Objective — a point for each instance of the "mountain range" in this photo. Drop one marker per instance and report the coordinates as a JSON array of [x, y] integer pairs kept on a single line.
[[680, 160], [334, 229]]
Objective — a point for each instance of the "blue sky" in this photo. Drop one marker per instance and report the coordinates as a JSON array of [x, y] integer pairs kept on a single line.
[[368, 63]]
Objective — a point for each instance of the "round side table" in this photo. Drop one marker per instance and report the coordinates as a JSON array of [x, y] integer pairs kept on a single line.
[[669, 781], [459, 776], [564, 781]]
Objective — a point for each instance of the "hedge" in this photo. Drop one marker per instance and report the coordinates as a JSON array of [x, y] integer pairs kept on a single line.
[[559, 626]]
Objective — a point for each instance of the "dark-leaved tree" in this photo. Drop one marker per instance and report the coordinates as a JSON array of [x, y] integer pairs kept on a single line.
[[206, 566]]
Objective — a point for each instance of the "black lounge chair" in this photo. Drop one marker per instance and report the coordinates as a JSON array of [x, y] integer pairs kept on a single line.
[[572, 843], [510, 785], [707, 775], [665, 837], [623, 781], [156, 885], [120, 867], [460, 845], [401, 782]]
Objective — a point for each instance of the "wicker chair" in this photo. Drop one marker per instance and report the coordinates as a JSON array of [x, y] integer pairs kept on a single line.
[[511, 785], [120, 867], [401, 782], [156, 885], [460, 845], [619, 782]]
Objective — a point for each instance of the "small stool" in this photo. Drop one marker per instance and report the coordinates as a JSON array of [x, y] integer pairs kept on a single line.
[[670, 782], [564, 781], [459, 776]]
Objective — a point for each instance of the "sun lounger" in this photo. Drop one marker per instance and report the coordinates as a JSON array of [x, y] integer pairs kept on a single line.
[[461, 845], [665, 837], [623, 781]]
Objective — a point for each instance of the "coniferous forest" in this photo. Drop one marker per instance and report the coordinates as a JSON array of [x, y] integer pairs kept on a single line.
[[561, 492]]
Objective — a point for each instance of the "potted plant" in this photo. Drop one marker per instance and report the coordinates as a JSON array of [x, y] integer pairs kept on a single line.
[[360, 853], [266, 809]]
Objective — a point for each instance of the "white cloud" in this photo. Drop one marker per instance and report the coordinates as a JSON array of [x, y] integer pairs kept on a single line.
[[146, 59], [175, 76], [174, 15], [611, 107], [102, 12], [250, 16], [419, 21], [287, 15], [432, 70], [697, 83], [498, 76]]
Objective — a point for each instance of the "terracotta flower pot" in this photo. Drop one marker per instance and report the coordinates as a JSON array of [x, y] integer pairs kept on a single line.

========================

## WHAT IS NEEDED
Print the lines above again word for word, from the first line to the last.

## CORRECT OUTPUT
Objective — a point for each instance of the "mountain range" in this photo. Drop one marker per instance and report the coordinates as a JSON array of [x, y] integer pairs kept on a single line.
[[680, 160], [334, 229]]
Objective — a point for each instance of the "blue sky" in this photo. Drop one marker per instance and report the coordinates as a JSON array of [x, y] integer pairs kept on a single line.
[[368, 63]]
Objective — a point for each instance of the "round side table" in this photo. Drop one marker per instance and report the coordinates as a JSON array of [x, y] integer pairs kept on a single line.
[[669, 781], [459, 776], [564, 781]]
Objective — a point for each instance of the "hedge" in this photo. Drop one marker per instance and report the coordinates as a JSON array of [x, y] integer pairs kept on a single line.
[[559, 626]]
Objective — a point for each instance of the "dark-leaved tree" in this photo. Drop one marker per instance and report the coordinates as a JSON array of [x, y] integer pairs kept on a single line.
[[206, 566]]
Objective — a point for each instance of the "black lounge chair" in this photo. Drop one marker per instance and report the coordinates as a JSON array of [x, y] integer pairs kept on a single line.
[[572, 843], [510, 785], [707, 775], [665, 837], [623, 781], [156, 885], [120, 867], [460, 845], [401, 782]]
Objective — a point for each instance of the "wicker chair" in this photo. Drop one marker per instance and report the coordinates as a JSON array of [x, y] integer pairs kept on a single line.
[[511, 785], [120, 867], [401, 782], [156, 885], [460, 845], [619, 782]]
Objective — a point for each instance of the "small stool" in this photo. Drop one marker per instance and report the coordinates as a JSON array of [x, y] integer pairs kept on a single line.
[[670, 782], [564, 781], [459, 776]]
Objective — a point for each instance of the "sun lounger" in this photo. Drop one marker per instance and report the coordinates as a JSON array of [x, y] integer pairs kept on a single line.
[[461, 845], [665, 837], [623, 781]]
Objective — a point for each instance of the "coniferous forest" in this photo. Drop one marker per instance and report the coordinates as a JSON array of [x, y] integer pairs kept on a single line.
[[561, 492]]
Objective — a point for each instance of the "potted plant" in this photo. Drop one marker per instance and report the coordinates as a JSON array of [x, y] integer pairs kept on a single line.
[[360, 853], [266, 809]]
Objective — a point for each instance of the "white cloud" in this photo. Drop one marker per instance and report the coordinates as a JSON array of [x, y] integer pairs kept on a single line.
[[146, 59], [175, 76], [174, 15], [611, 107], [102, 12], [250, 16], [419, 21], [287, 15], [432, 70], [697, 83], [498, 76]]
Objective — a point for each instance of the "terracotta flower pot" in this photo. Drop one marker per instance and report the coordinates as a JSON array of [x, y] integer pairs kept on a single line.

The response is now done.